____ Text excerpt
UPDATE 4:50 PM -- Bottles of honey cause airport shutdown
Authorities say the suspicious material inside luggage that prompted the shutdown of a California airport turns out to be five soft drink bottles filled with honey.
Kern County Sheriff Donny Youngblood says the bottles, found inside a checked bag at Bakersfield's Meadows Field, had tested positive for traces of an explosive.
Youngblood says investigators are trying to determine whether there was something in the honey or on the bag that caused security alarms to go off shortly before 7:30 a.m. Tuesday.
They have been questioning the bag's owner, 31-year-old Francisco Ramirez, a gardener from Milwaukee who says he flew to Bakersfield to spend Christmas with his sister.
The discovery of the suspicious material halted flights to and from the airport. Two security officers reported feeling ill after being exposed to the bottles.
"It sounds like, at this point, it's a hazmat issue; it's not terrorist-related or anything like that," said Suzanne Trevino, spokeswoman for the Transportation Security Administration. "It's not a bomb."
The unidentified material was discovered in a checked bag at Meadows Field. The bag's owner has been detained for questioning.
________
____ Entries provided
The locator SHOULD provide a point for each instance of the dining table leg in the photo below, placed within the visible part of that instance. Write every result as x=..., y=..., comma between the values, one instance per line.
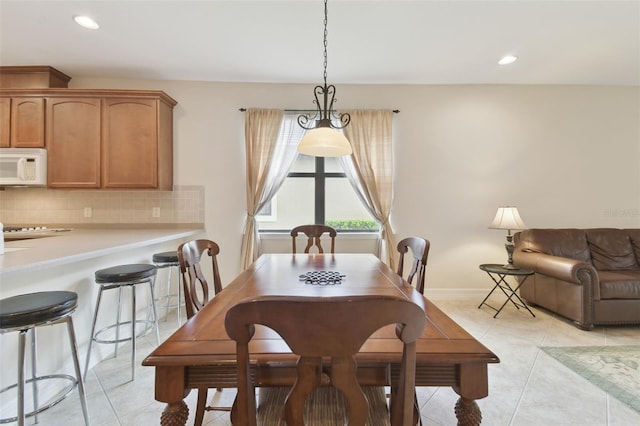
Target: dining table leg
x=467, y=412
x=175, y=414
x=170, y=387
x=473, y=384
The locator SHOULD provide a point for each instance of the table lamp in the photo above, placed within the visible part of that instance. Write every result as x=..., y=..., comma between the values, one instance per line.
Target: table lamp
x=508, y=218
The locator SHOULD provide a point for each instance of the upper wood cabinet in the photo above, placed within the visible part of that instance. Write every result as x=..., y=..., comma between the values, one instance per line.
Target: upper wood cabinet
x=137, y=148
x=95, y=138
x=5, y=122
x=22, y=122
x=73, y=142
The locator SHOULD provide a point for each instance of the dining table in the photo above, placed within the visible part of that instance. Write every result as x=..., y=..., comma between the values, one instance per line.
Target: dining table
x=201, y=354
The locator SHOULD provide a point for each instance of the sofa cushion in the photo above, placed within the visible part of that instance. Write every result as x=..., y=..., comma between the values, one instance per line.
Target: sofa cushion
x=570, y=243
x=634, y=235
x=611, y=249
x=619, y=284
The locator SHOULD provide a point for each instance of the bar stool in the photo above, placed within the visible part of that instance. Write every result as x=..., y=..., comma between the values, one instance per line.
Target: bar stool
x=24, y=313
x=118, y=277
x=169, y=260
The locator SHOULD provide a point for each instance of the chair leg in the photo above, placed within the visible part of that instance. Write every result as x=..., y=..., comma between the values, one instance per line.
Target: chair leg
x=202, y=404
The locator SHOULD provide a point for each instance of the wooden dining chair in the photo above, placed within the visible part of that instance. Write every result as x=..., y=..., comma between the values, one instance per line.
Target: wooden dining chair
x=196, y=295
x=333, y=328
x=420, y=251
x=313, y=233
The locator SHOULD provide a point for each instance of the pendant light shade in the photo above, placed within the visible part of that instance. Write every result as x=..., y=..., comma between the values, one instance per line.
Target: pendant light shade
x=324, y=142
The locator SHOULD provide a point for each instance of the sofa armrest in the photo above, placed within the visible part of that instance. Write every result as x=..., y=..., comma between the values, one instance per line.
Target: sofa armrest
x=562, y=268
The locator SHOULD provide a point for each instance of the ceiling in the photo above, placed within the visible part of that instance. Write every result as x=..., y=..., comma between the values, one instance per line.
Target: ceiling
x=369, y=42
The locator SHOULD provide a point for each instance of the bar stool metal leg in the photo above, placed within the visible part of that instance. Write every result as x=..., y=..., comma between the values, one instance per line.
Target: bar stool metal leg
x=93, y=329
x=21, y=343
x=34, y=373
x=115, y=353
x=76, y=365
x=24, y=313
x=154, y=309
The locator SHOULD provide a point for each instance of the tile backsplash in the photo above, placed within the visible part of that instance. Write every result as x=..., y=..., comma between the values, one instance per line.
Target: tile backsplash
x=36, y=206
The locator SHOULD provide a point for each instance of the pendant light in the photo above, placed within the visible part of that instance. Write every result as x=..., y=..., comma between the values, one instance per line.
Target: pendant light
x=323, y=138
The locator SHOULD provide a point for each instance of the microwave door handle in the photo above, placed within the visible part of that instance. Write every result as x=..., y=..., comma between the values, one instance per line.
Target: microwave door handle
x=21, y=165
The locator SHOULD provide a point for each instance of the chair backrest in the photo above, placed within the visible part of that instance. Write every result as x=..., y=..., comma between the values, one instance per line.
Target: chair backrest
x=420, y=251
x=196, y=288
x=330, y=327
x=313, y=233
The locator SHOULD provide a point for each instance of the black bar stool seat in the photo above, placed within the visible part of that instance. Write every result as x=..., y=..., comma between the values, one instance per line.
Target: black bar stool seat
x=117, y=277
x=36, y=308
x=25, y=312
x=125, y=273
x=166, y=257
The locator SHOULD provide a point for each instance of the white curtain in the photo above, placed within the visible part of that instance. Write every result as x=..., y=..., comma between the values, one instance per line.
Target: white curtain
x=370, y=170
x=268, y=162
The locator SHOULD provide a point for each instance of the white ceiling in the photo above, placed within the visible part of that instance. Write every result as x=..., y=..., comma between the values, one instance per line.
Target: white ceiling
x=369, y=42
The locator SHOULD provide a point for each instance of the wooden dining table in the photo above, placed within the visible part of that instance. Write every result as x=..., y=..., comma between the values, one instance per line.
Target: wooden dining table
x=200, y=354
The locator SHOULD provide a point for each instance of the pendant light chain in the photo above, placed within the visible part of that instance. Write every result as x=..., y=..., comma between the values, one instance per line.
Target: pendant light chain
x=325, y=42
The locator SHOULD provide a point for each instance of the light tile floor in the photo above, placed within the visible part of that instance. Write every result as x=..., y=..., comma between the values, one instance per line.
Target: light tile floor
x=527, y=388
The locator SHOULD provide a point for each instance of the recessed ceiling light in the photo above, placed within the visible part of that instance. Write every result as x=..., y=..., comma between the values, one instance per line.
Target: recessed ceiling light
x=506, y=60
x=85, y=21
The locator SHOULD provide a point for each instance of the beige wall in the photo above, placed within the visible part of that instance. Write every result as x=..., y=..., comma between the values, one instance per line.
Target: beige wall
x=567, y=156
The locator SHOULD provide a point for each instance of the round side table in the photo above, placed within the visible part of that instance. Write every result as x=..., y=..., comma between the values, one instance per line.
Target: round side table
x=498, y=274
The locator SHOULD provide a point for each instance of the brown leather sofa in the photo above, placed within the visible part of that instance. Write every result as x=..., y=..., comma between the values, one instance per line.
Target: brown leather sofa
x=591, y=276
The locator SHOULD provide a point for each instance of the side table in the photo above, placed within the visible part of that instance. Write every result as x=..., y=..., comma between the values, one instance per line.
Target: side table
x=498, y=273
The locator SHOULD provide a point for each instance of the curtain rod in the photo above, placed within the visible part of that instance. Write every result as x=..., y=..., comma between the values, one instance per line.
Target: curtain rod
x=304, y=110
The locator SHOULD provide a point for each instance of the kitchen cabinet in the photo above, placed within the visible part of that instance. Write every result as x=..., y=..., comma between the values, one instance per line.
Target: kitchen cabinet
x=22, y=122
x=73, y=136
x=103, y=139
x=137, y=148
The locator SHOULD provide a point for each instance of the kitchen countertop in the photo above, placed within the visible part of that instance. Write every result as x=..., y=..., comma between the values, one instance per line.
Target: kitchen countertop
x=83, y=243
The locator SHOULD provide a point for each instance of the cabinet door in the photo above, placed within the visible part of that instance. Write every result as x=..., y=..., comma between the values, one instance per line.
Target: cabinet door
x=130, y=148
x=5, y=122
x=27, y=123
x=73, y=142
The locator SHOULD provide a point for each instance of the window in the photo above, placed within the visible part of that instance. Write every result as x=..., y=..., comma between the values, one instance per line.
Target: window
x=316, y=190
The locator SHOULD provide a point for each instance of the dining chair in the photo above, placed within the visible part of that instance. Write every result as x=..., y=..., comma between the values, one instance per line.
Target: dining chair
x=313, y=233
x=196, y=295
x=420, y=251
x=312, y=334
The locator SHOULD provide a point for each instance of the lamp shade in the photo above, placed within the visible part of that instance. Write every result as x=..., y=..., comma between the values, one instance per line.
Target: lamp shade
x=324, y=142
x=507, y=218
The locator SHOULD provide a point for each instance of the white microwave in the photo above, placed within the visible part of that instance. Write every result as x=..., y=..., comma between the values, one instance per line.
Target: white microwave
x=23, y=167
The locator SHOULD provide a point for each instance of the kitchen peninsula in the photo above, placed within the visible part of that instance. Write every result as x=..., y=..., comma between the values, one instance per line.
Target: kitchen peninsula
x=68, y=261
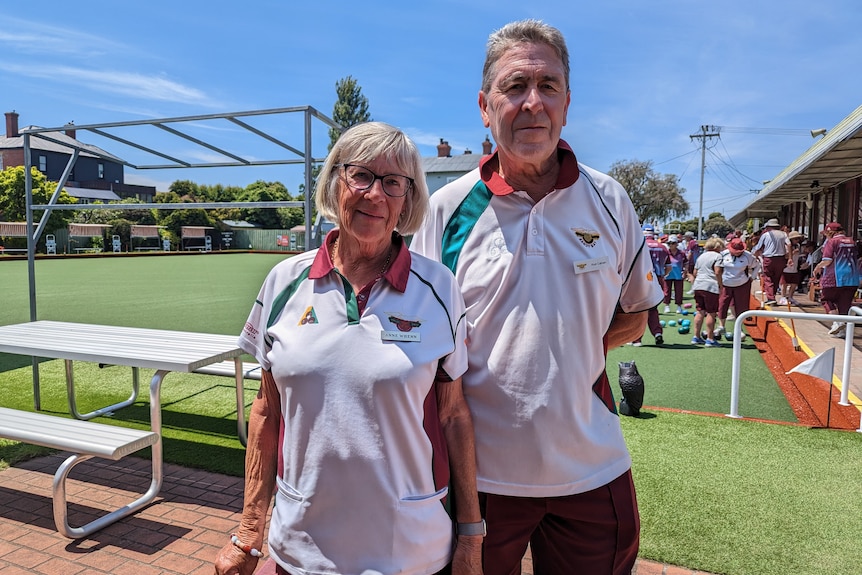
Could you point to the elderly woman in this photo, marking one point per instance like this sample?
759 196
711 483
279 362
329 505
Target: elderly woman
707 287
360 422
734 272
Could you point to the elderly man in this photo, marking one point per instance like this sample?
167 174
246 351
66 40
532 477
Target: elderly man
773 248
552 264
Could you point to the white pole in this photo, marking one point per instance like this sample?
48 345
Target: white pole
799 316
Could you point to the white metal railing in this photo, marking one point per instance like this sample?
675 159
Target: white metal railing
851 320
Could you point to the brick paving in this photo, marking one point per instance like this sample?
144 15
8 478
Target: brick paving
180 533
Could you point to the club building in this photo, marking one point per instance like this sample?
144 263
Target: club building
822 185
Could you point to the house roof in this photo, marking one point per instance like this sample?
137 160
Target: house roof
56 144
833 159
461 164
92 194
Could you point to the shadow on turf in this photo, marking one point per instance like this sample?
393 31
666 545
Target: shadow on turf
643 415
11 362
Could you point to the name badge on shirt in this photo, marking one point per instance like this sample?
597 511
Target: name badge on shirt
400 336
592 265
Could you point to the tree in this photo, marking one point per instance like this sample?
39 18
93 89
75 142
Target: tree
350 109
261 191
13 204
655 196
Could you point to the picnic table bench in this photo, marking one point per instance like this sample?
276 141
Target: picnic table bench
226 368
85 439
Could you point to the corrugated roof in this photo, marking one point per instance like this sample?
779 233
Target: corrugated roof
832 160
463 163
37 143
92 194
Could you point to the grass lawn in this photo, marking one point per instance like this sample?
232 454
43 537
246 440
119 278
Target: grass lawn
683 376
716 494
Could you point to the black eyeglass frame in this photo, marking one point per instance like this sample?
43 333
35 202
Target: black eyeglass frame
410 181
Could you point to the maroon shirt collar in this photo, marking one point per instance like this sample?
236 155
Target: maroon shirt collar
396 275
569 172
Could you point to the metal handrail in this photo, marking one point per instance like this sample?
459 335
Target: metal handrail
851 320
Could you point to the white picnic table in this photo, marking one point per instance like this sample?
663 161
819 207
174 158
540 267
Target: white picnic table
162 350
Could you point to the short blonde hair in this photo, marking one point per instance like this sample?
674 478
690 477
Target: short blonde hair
________
- [Problems and tasks]:
(a) According to the article about the airport shutdown, what does the bag's owner do for a living?
(b) List every person the article about the airport shutdown names.
(c) Proceed with the article about the airport shutdown from where it stops.

- [Task answers]:
(a) He is a gardener.

(b) Donny Youngblood, Francisco Ramirez, Suzanne Trevino

(c)
Bakersfield Fire Chief Nick Dunn said it was in a bottle that released fumes. Two TSA officers who were exposed to the fumes were taken to a hospital for evaluation then released with no medical issues, Trevino said.
The discovery closed down the airport around 8:20 a.m., with officials calling in a hazardous material crew. A bomb squad also was dispatched to the airport as a precaution.
At least one SkyWest Airlines flight from San Francisco was diverted to Los Angeles.
The discovery came less than two weeks after a man was charged with trying to destroy a Northwest Airlines flight as it approached Detroit. He is alleged to have smuggled an explosive device on board the aircraft and set if off, but the device sparked only a fire and not the intended explosion.
Airline security has been tightened since the arrest.